Top of Material for this task

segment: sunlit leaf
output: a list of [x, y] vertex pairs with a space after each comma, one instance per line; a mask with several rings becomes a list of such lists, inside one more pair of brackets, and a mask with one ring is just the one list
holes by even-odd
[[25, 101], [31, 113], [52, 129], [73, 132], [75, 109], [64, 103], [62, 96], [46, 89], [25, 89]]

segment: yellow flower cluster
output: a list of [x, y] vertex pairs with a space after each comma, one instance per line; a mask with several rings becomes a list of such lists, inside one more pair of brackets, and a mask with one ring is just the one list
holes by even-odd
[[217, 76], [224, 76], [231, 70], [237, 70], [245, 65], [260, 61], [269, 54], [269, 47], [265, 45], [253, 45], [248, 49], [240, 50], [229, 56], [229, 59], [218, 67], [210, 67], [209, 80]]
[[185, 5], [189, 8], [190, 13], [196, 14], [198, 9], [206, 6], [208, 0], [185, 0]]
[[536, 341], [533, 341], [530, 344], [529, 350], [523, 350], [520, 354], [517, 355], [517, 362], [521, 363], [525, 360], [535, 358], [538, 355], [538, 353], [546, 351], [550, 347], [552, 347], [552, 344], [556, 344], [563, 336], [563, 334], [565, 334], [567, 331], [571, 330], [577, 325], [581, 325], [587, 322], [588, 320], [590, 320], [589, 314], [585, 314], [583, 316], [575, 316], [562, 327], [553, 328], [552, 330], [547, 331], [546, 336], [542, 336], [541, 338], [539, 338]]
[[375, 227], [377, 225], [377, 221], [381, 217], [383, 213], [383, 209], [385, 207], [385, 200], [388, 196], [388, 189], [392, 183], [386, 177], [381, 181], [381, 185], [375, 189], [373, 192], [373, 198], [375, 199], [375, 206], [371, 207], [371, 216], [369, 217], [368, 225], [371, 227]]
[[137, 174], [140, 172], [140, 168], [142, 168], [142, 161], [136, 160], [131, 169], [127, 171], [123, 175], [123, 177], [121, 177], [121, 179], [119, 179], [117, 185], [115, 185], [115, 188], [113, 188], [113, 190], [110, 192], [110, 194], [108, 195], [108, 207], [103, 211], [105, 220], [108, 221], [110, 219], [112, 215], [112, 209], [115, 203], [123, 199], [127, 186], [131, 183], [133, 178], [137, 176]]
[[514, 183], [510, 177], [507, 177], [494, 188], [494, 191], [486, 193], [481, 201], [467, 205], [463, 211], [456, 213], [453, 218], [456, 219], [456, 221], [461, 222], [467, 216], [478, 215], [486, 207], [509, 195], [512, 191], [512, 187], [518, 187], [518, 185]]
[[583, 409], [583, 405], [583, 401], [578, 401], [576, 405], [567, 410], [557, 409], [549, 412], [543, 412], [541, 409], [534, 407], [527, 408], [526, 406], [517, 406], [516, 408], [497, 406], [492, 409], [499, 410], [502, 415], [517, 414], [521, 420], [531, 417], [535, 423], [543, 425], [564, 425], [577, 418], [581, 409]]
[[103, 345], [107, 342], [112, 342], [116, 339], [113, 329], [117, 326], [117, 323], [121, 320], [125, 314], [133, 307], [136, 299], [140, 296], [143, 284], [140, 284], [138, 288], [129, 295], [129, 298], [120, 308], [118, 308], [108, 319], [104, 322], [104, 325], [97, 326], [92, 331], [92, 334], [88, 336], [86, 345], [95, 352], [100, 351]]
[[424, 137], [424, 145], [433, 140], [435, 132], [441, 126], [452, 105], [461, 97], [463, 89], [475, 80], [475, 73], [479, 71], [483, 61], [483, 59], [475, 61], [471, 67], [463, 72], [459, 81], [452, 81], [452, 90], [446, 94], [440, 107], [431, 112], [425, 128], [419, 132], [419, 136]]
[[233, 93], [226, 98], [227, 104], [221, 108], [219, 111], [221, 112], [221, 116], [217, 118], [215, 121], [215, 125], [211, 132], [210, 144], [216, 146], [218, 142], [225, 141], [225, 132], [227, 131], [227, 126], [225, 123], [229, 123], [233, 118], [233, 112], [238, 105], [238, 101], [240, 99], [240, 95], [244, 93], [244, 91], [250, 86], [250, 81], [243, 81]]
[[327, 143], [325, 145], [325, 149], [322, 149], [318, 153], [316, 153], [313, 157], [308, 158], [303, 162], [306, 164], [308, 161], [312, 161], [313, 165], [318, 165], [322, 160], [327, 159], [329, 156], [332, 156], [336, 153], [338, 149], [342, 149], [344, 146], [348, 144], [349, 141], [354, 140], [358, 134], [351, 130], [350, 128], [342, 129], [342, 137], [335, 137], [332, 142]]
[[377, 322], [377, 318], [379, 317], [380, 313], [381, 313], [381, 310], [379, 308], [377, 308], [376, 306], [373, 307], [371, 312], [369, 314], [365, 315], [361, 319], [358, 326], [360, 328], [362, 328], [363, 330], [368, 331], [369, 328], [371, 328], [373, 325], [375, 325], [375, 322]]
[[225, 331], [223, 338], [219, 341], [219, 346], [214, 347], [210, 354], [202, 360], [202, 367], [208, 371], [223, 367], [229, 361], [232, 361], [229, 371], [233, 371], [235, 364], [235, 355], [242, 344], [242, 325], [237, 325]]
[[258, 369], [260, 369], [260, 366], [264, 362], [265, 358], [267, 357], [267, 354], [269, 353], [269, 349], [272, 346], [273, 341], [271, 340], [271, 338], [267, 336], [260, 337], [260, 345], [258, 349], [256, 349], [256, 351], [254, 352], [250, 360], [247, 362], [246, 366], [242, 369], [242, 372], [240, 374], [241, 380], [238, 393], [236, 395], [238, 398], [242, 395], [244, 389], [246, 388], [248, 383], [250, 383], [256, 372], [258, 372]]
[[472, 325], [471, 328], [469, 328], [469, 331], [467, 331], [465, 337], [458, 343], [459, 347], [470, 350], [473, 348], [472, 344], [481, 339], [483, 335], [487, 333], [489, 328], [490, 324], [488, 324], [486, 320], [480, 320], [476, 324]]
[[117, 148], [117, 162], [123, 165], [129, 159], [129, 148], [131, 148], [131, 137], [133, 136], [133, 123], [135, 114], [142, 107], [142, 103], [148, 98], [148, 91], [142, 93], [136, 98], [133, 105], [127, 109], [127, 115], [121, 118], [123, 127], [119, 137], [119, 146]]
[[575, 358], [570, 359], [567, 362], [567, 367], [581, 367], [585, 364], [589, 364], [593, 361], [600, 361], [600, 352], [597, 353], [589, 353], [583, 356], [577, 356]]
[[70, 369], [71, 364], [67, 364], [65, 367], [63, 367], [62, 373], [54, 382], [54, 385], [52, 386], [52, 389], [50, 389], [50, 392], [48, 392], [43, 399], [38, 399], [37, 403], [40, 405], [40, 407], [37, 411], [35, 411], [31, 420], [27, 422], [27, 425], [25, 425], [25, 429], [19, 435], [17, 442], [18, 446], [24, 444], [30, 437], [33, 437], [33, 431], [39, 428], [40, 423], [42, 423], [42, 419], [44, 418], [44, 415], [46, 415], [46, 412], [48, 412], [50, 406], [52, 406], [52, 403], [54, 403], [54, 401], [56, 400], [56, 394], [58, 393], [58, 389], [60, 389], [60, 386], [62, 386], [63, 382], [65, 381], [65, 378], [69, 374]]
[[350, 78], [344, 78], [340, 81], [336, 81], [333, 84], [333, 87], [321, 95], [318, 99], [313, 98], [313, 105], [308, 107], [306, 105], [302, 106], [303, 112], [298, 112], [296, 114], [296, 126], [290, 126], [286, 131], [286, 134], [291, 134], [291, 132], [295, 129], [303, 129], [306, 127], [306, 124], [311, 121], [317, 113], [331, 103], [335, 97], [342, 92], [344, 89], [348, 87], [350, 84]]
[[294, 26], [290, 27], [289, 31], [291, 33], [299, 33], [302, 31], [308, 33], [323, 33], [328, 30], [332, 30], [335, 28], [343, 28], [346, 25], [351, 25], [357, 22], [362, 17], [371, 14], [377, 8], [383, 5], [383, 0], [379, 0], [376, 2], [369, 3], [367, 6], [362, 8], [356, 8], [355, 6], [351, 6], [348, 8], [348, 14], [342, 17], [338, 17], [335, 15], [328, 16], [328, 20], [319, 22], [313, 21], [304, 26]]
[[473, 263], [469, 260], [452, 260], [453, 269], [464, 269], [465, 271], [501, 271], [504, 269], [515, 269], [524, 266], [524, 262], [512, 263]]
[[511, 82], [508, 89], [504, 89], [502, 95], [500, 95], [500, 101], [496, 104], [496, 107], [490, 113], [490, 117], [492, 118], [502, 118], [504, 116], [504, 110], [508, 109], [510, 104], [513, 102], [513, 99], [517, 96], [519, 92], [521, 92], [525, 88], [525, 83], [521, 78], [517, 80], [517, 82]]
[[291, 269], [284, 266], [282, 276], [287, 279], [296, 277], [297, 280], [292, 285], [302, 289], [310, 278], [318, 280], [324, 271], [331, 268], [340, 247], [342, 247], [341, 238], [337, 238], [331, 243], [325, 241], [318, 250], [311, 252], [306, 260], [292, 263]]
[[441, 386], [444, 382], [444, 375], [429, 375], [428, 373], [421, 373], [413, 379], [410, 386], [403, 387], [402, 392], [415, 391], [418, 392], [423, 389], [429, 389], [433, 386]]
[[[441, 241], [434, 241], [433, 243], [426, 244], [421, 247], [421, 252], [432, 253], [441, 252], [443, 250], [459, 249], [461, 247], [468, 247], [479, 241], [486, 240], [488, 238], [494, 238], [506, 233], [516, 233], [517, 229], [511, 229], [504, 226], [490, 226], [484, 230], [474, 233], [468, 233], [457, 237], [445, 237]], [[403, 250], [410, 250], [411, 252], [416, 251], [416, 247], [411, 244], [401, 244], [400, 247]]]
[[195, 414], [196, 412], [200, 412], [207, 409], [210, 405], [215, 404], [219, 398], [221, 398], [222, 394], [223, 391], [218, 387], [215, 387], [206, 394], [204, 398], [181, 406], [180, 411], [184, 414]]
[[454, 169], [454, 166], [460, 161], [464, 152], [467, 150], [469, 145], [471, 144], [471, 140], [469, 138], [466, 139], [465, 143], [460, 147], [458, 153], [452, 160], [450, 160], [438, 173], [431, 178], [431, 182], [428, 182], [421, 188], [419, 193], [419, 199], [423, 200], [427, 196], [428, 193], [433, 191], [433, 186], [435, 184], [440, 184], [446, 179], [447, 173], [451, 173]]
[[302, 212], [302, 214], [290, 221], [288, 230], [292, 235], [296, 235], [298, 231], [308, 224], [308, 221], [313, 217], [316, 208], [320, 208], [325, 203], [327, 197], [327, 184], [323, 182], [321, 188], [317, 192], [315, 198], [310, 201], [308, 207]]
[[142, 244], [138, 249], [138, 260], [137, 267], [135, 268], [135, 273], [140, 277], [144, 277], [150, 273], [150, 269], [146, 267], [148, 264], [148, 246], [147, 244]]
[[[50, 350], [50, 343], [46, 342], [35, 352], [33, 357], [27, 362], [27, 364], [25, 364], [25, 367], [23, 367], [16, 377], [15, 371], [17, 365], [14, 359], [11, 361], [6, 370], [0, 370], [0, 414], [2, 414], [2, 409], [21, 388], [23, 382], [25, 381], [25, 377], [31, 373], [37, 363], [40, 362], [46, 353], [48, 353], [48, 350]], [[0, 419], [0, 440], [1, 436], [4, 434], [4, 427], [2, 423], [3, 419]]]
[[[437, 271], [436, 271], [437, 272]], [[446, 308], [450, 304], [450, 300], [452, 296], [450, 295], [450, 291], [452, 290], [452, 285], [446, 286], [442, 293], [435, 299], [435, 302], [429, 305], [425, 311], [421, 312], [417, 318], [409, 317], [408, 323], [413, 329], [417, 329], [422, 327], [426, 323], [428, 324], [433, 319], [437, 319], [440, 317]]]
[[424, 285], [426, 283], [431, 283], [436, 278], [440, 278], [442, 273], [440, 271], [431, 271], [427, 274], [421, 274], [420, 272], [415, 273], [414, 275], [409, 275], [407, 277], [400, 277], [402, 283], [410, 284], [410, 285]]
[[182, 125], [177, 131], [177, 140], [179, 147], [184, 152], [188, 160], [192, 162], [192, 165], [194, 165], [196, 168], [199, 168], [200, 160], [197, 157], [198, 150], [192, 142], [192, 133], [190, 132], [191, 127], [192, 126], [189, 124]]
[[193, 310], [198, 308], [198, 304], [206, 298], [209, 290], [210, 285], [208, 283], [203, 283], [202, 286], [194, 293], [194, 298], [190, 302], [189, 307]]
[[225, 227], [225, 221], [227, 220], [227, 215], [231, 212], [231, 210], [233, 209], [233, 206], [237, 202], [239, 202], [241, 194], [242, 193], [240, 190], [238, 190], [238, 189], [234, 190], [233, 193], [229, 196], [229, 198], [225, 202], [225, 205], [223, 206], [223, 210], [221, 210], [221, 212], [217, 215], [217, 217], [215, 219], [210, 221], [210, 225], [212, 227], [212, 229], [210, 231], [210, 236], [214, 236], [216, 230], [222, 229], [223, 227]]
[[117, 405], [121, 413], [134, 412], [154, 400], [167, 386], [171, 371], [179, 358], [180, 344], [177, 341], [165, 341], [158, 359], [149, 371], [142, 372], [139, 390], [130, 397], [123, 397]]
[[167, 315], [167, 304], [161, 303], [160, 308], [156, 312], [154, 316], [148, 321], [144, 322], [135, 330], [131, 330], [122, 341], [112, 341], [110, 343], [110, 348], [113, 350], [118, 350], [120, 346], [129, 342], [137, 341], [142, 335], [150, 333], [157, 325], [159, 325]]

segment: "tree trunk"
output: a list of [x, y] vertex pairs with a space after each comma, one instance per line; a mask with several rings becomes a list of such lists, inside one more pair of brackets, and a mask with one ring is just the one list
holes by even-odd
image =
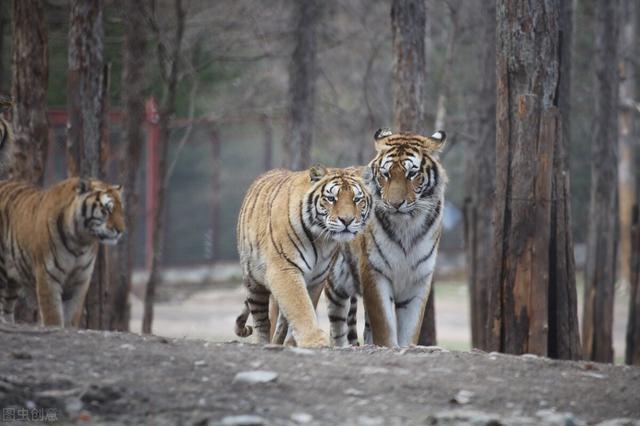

Bottom of Material for this task

• [Task to carry out]: Check each line above for the word "segment" and give the number of lines that have it, nothing else.

• [Completed exercise]: 3